-- begin Selected excerpt --

Why? I can feel the first stage of burnout happening. Currently just in the warning phase. Take it easy or uh oh. I pushed myself two weeks ago to get the file out for Law of the Beast, to my editor by Friday. Then last week I pushed myself to finish writing Scorched Silence.
Didn’t sleep well last night so that didn’t help. Think stress began to build up too. This is why it’s vital to take care of ourselves. Stuff started to compile very quickly last night so that contributed. Then today I was dealing with someone who’d been in my inbox once more, not gathering that when I say I’m not the Kim Iversen who does radio (notice the spelling I even pointed out), I’m not playing around and lying. I’ve been deleting and deleting and deleting the messages, then got fed up and once more directed them to her website.
I get in my email this morning the same they did on Instagram. That they had no idea what I was trying to imply. No skin off their back essentially, but making it seem I was lying. Two things that irritate me most. Not being listened to (my family doesn’t, and they forget what I say a lot so I deal with it daily), and someone thinking I am lying. More so when I go to great lengths to be a person whose character (I’d hope) can be trusted and believed in.
Can’t block the email because they use my contact form so it’d block WordPress. Filters in my email don’t work either. Blocked them on Instagram. Blocked their email from commenting on this site. I think I will remove my contact form for a bit because I’m truly tired of having to delete messages that are only for the Kim Iversen radio show. That’s the only mail I’ve been receiving through my contact form for the past year. I even told that individual it was why I’ve been changing my display name to my full name. Still didn’t get the hint. Frustrating.

-- end Selected excerpt --
-- begin Raw records --

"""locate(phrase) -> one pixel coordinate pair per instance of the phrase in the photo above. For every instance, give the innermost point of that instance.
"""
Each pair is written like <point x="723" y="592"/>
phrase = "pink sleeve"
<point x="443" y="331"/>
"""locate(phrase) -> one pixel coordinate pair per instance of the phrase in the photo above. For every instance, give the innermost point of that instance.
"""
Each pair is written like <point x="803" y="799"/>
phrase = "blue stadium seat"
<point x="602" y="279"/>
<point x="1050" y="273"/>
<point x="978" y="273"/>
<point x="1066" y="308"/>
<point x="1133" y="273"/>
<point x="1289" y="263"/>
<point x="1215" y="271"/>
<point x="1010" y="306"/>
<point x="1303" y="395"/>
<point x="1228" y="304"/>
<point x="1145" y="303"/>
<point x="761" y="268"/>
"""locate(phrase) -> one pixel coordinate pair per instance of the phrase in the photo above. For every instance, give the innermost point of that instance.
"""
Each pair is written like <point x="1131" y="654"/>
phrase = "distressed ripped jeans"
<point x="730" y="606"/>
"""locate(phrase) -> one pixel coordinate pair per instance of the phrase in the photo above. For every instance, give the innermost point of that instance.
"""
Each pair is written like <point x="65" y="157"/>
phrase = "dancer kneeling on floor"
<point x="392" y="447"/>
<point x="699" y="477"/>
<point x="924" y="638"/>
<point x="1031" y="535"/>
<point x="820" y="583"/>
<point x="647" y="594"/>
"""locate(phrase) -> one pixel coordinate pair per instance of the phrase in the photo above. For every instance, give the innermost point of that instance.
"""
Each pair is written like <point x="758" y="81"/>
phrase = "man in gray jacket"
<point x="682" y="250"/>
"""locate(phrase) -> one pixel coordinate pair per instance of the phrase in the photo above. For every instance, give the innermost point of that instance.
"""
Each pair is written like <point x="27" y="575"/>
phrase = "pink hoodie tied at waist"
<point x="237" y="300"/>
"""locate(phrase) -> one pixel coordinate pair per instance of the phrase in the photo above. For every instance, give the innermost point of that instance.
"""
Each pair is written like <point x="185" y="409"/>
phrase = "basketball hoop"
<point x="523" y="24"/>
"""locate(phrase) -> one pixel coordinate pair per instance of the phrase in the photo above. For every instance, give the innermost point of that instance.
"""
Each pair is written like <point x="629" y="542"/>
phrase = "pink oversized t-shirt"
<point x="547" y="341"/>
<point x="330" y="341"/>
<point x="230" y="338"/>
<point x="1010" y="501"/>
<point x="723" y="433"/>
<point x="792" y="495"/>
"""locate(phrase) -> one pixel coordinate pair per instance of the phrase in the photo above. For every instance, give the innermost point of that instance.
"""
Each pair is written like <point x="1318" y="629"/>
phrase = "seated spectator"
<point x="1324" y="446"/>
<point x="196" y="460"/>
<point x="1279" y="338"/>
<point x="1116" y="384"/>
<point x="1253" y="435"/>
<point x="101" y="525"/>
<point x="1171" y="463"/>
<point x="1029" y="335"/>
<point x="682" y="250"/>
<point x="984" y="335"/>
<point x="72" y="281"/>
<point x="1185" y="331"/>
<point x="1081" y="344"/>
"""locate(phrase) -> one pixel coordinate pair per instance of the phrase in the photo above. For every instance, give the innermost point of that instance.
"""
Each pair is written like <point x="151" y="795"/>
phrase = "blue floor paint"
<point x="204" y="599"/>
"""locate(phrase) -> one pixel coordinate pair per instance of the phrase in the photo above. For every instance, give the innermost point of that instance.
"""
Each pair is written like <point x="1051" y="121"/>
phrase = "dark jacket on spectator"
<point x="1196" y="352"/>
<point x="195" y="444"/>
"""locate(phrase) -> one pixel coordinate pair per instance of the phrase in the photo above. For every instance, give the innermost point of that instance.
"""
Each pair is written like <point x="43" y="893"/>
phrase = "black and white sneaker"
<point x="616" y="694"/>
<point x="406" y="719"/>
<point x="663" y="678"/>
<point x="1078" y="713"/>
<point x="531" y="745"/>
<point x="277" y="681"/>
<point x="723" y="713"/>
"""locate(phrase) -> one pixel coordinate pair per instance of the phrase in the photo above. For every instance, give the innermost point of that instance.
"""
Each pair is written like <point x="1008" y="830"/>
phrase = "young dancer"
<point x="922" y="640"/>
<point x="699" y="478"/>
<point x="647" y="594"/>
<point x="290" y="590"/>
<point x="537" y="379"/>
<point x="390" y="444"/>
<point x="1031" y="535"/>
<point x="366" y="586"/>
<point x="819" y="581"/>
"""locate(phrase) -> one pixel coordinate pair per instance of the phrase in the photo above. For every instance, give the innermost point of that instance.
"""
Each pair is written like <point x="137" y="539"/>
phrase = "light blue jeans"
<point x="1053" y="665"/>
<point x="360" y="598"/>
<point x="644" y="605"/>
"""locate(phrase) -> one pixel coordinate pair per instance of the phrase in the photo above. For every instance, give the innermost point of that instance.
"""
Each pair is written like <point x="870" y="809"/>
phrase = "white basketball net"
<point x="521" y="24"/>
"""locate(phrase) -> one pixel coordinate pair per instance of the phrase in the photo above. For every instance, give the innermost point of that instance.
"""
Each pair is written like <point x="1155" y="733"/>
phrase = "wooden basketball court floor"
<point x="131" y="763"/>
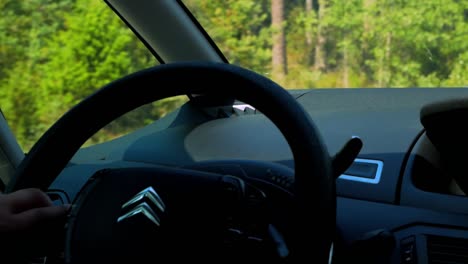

-- end Raw records --

- Given instruction 1 -
Transcribe the blog post about burnout in full, word for word.
- Given instruction 2 -
Filter the records down to every line containing the string "spectator", treating uppercase and lowercase as different.
The blog post about burnout and the records are unrelated material.

- Correct output 1 -
Why? I can feel the first stage of burnout happening. Currently just in the warning phase. Take it easy or uh oh. I pushed myself two weeks ago to get the file out for Law of the Beast, to my editor by Friday. Then last week I pushed myself to finish writing Scorched Silence.
Didn’t sleep well last night so that didn’t help. Think stress began to build up too. This is why it’s vital to take care of ourselves. Stuff started to compile very quickly last night so that contributed. Then today I was dealing with someone who’d been in my inbox once more, not gathering that when I say I’m not the Kim Iversen who does radio (notice the spelling I even pointed out), I’m not playing around and lying. I’ve been deleting and deleting and deleting the messages, then got fed up and once more directed them to her website.
I get in my email this morning the same they did on Instagram. That they had no idea what I was trying to imply. No skin off their back essentially, but making it seem I was lying. Two things that irritate me most. Not being listened to (my family doesn’t, and they forget what I say a lot so I deal with it daily), and someone thinking I am lying. More so when I go to great lengths to be a person whose character (I’d hope) can be trusted and believed in.
Can’t block the email because they use my contact form so it’d block WordPress. Filters in my email don’t work either. Blocked them on Instagram. Blocked their email from commenting on this site. I think I will remove my contact form for a bit because I’m truly tired of having to delete messages that are only for the Kim Iversen radio show. That’s the only mail I’ve been receiving through my contact form for the past year. I even told that individual it was why I’ve been changing my display name to my full name. Still didn’t get the hint. Frustrating.

- Correct output 2 -
phrase = "seated spectator"
phrase = "dark jacket on spectator"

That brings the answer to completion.